Stored data entries:
== Segment start ==

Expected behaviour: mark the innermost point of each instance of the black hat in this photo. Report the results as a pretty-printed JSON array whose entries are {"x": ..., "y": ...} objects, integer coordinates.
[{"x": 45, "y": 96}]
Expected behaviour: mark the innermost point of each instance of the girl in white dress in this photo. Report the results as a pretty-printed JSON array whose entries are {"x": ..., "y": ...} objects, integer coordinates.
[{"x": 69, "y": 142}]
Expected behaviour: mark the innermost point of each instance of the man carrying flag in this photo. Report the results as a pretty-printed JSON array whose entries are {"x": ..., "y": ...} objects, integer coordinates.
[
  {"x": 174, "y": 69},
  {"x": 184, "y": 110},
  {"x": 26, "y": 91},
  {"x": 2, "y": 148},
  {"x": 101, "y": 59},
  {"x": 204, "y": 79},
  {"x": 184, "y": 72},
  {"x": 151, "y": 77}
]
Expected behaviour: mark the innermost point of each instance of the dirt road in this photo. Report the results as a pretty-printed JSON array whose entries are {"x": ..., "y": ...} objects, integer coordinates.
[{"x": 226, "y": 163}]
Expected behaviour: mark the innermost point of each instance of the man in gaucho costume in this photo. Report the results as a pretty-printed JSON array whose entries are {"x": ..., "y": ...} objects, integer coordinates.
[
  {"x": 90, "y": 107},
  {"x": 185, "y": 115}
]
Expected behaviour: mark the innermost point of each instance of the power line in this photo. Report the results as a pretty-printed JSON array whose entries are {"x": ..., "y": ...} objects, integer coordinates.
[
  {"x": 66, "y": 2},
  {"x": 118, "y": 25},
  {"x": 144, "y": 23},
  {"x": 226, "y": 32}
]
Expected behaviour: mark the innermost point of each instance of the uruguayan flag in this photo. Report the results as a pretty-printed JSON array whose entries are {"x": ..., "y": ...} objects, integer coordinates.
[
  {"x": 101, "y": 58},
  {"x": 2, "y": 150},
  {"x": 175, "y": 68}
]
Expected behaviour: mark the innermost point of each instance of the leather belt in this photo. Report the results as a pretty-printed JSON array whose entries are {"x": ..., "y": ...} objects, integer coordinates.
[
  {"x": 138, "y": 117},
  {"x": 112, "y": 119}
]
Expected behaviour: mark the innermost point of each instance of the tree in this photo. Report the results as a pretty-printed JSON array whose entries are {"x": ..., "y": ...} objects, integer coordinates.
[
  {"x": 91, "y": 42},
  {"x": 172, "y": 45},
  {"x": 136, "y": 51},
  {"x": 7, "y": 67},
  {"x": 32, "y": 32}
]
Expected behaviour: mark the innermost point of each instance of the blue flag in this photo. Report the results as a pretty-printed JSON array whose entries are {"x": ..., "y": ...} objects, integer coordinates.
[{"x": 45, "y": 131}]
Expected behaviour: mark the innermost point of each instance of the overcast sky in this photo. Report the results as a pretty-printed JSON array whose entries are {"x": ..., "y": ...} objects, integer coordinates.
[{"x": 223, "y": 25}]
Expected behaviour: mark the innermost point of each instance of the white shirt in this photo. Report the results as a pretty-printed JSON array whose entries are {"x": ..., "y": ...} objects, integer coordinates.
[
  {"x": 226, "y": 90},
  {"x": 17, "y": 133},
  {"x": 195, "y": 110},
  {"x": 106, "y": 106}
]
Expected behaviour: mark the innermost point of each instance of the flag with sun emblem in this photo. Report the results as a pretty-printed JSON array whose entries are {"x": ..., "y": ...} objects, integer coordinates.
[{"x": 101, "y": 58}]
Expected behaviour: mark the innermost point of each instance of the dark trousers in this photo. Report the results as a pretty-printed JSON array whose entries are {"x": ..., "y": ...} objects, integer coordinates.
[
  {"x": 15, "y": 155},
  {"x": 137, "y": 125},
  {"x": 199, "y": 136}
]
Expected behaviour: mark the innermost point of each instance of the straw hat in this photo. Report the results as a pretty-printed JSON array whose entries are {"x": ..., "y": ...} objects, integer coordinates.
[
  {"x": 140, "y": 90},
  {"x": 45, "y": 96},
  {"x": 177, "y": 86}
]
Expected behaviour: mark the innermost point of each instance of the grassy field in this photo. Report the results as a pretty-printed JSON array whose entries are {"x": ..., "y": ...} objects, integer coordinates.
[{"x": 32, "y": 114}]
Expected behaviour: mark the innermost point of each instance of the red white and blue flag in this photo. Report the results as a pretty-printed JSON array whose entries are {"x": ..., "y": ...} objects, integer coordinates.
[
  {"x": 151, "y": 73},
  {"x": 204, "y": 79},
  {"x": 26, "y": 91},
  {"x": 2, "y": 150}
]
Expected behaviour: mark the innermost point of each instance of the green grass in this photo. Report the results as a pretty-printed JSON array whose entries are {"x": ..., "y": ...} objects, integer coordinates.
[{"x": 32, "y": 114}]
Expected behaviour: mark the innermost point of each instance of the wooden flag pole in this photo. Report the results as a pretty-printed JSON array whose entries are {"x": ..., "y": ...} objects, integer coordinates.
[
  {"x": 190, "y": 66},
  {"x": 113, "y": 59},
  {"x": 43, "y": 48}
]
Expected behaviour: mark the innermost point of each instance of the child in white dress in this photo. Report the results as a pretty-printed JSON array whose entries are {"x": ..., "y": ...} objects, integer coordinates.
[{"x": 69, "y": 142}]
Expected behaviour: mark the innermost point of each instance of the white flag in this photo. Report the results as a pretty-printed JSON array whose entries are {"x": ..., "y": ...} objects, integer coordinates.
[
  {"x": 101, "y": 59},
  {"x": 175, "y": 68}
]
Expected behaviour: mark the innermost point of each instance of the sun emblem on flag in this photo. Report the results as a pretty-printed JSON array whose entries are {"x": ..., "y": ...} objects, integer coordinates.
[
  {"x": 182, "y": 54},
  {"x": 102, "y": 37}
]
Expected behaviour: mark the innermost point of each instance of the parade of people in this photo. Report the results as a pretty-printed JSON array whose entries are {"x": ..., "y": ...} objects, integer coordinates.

== Segment end ==

Task goal
Word for word, repeat every entry listed above.

Completed task
Expected behaviour: mark the innermost point of each instance of the black hat in this photo. Report the results as a pretty-printed JSON array whose entries are {"x": ..., "y": ...} objects, integer coordinates.
[{"x": 45, "y": 96}]
Expected behaviour: mark the innermost point of each instance of the girl in white dress in this photo. Report the results as a pretty-printed JSON array whose entries are {"x": ..., "y": ...} objects, integer coordinates.
[{"x": 69, "y": 142}]
Expected behaviour: mark the innermost point of each instance of the man carrying flag in this photo. Report the results as a pretty-printed JSON array whose entries are {"x": ..., "y": ...} objects, integer coordinates.
[
  {"x": 174, "y": 69},
  {"x": 184, "y": 110},
  {"x": 26, "y": 91},
  {"x": 2, "y": 148},
  {"x": 101, "y": 59},
  {"x": 204, "y": 79},
  {"x": 184, "y": 72},
  {"x": 151, "y": 77}
]
Expected behaviour: mark the innermost point of each instance of the dirt road in this photo. Report the results as a pretty-printed JSON array whose entries are {"x": ..., "y": ...} objects, integer coordinates.
[{"x": 226, "y": 163}]
Expected behaviour: mark the innermost point of each instance of the man in gaucho costume in this photo. Report the results as a pretty-printed JSON array whose entries are {"x": ..., "y": ...} objects, integer coordinates.
[
  {"x": 90, "y": 107},
  {"x": 185, "y": 115}
]
Expected behaviour: mark the innermost point of each instance of the power line in this photo. Report the results as a pretty-printed JSON array whose entries are {"x": ..., "y": ...} objects, integer coordinates.
[
  {"x": 66, "y": 2},
  {"x": 118, "y": 25},
  {"x": 144, "y": 23},
  {"x": 226, "y": 32}
]
Expected behaviour: mark the innermost point of each instance of the uruguayan flag in this photo. Report the results as a pretty-printed JSON array whose entries are {"x": ..., "y": ...} objects, integer coordinates.
[
  {"x": 101, "y": 58},
  {"x": 2, "y": 150},
  {"x": 175, "y": 68}
]
Expected behaviour: mark the innermost point of each instance of the leather belt in this photo. Report the results as a pretty-printed JSON array whose entries are {"x": ..., "y": ...} objects, integer coordinates.
[
  {"x": 138, "y": 117},
  {"x": 112, "y": 119}
]
Expected behaviour: mark the innermost point of each instance of the tree in this photo. Report the results as a pretty-printed JSON array whose entries are {"x": ..., "y": ...} objects, integer coordinates.
[
  {"x": 91, "y": 42},
  {"x": 172, "y": 45},
  {"x": 136, "y": 51},
  {"x": 7, "y": 67},
  {"x": 32, "y": 32}
]
Expected behaviour: mark the innermost point of each instance of the blue flag in this photo. Report the results as a pretty-printed JSON array whose entries are {"x": ..., "y": ...} objects, integer coordinates.
[{"x": 45, "y": 131}]
Expected behaviour: mark the innermost point of each instance of the overcast sky in this photo. Report the results as a pretty-printed JSON array whose entries are {"x": ..., "y": ...} objects, integer coordinates.
[{"x": 223, "y": 25}]
Expected behaviour: mark the innermost point of each instance of the white shirt in this photo. Report the results as a pretty-printed JSON array whose entries are {"x": ..., "y": ...} objects, integer coordinates.
[
  {"x": 226, "y": 90},
  {"x": 17, "y": 133},
  {"x": 195, "y": 110},
  {"x": 106, "y": 106}
]
Expected behaviour: mark the innermost point of each instance of the flag with sun emblem in this photo. Report the results as a pretty-printed JSON array whose entries are {"x": ..., "y": ...} objects, integer coordinates.
[{"x": 101, "y": 58}]
Expected behaviour: mark the innermost point of each instance of the dark trousers in this photo. Report the results as a pretty-printed JSON array whose entries are {"x": ..., "y": ...} objects, integer coordinates.
[
  {"x": 15, "y": 155},
  {"x": 137, "y": 125},
  {"x": 199, "y": 136}
]
Expected behaviour: mark the innermost point of each instance of the straw hat in this photo. Report the results as a pretty-printed JSON array whose entries are {"x": ..., "y": ...} objects, integer coordinates.
[
  {"x": 140, "y": 90},
  {"x": 45, "y": 96},
  {"x": 177, "y": 86}
]
Expected behaviour: mark the innermost point of each instance of the grassy field in this photo. Report the results as a pretty-printed JSON array whose entries are {"x": ..., "y": ...} objects, integer coordinates.
[{"x": 32, "y": 114}]
Expected behaviour: mark the innermost point of each instance of the red white and blue flag in this photo. Report the results as a pretty-printed JSON array whose entries are {"x": ..., "y": ...} objects, integer coordinates.
[
  {"x": 151, "y": 73},
  {"x": 204, "y": 79},
  {"x": 26, "y": 91},
  {"x": 2, "y": 150}
]
Expected behaviour: mark the innermost point of each instance of the green grass in this photo. Report the results as a pretty-printed JSON array whose entries are {"x": ..., "y": ...} objects, integer coordinates.
[{"x": 32, "y": 114}]
Expected behaviour: mark the innermost point of each instance of the wooden flag pole in this photo. Report the results as a pretty-printed JSON array whose entries are {"x": ..., "y": ...} objects, integer coordinates.
[
  {"x": 190, "y": 66},
  {"x": 113, "y": 59},
  {"x": 43, "y": 48}
]
Expected behaviour: mark the innermost point of each instance of the child in white dress in this photo. Report the results as a pretty-printed JSON array whose entries are {"x": ..., "y": ...} objects, integer coordinates.
[{"x": 69, "y": 142}]
Expected behaviour: mark the innermost point of each instance of the white flag in this photo. Report the results as a pretty-printed JSON array whose entries are {"x": ..., "y": ...} objects, integer coordinates.
[
  {"x": 101, "y": 59},
  {"x": 175, "y": 68}
]
Expected behaviour: mark the innermost point of each instance of the sun emblem on flag in this photo. Report the results as a pretty-printed JSON array whose entries are {"x": ..., "y": ...} objects, integer coordinates.
[
  {"x": 182, "y": 54},
  {"x": 102, "y": 37}
]
Expected behaviour: mark the innermost point of each instance of the parade of people in this photo. Report the results as a pretty-printed JSON array whose entries are {"x": ..., "y": ...} objects, integer coordinates.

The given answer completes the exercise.